== PAGE EXTRACT ==
★ ★ ★ ★ ★ ★ ★

I was happy, then. My companion opposite me,my life companion, immersed in his book, frowning as he read, as I had seen him do so many times and would do again so many more. The card players, the fishermen, the women, all of us savouring this moment of limbo when the world stopped turning, stopped churning. The words of a song came into my head:
This moment will never come again, what is now will soon be then …
And I was sad, too. Sad that the sun was about to set on another day, that there were just the two of us now, him and me, no children fidgeting beside me, climbing on the chairs, drowning out the dialogue of one, wanting this, wanting that, a coca cola, a can of ice tea, peach ice tea, a sweetie, please mum, please, please, no, now that’s enough, you can have one after tea when we get home … and no one waiting anywhere for us to come home, to be mother and father again. Sad that the ferry would come in, and the night would come down, and most of what was going to happen to me in my life had already happened, and would never happen again … and that one day, one day I could see now, waiting for me out there on the horizon, the night would come down on me for the last time and I would have to say goodbye to all this beauty, all this love, this world that every day, had been so new, so good, to me, however ungrateful and miserable and complaining I’d been to it …
The ferry came in late, as we all knew it would do. Only a few minutes, but late all the same. Just enough to make you wonder for a moment, but what if it never comes and we all stay here for ever, out here on the Atlantic seaboard, in the café at the end of the world? But, of course, it did come. A cheerful sight, its bright blue bow ploughing through the water, its tin roof shining in the sun. When we saw it, we all got up, collected our belongings, buttoned our coats, donned our hats. Then we filed outside and waited on the jetty while the ferry docked. People lit up cigarettes. The fishermen began to joke with each other, jostling in the queue. The women started chatting. The boat chugged to a halt, churning the water. The skipper threw over the gangplank, and as we stepped on, one by one, became passengers on a journey,people with a purpose once more.
On the way back, there was an atmosphere of hilarity among the fishermen aboard the boat. Not understanding the langauge, we didn’t know what the jokes were about, but they involved swinging carrier bags of wet fish about, hugging one another round the head, and roaring with laughter. The women, by now, were deep into their gossip. As we made our way back to the mainland, there was a spectacular sunset, which everyone but us, the tourists, ignored. To our left, we passed another island, a clutch of home-built houses perched drunkenly in the centre of it, dogs running about and barking on the beach in front, between the boats.
We came in to the town port. The fishermen shouted at their friends on the shore. The women talked faster and higher, laughing excitedly. The boat began to chug louder as it slowed, once again churning up the water behind it. In the commotion, the dialogue of one, of spirit with dust, was forgotten.
But we had heard it, each of us in the café, in the moment where the world stopped turning, stopped churning. I still remember it now, as if it were yesterday. And I know it will come again … though I hope not too soon.

★ ★ ★ ★ ★ ★ ★

== RECORDED DATA ==
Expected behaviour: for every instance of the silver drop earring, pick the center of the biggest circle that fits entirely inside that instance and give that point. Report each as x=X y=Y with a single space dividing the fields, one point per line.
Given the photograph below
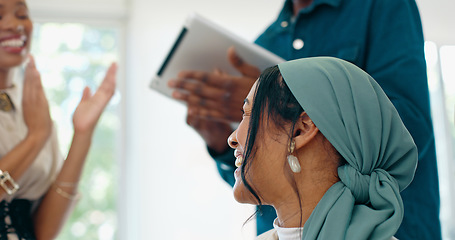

★ ★ ★ ★ ★ ★ ★

== REQUIRED TASKS ==
**a.** Repeat a passage from the ferry piece word for word. Begin at the words "But we had heard" and stop after the words "not too soon.".
**b.** In the ferry piece, why could the narrator and companion not tell what the fishermen's jokes were about on the trip back?

== RESPONSE LIST ==
**a.**
But we had heard it, each of us in the café, in the moment where the world stopped turning, stopped churning. I still remember it now, as if it were yesterday. And I know it will come again … though I hope not too soon.

**b.** They did not understand the language the fishermen were speaking. So they could only see the jokes: swinging bags of wet fish, hugging one another round the head, and roaring with laughter.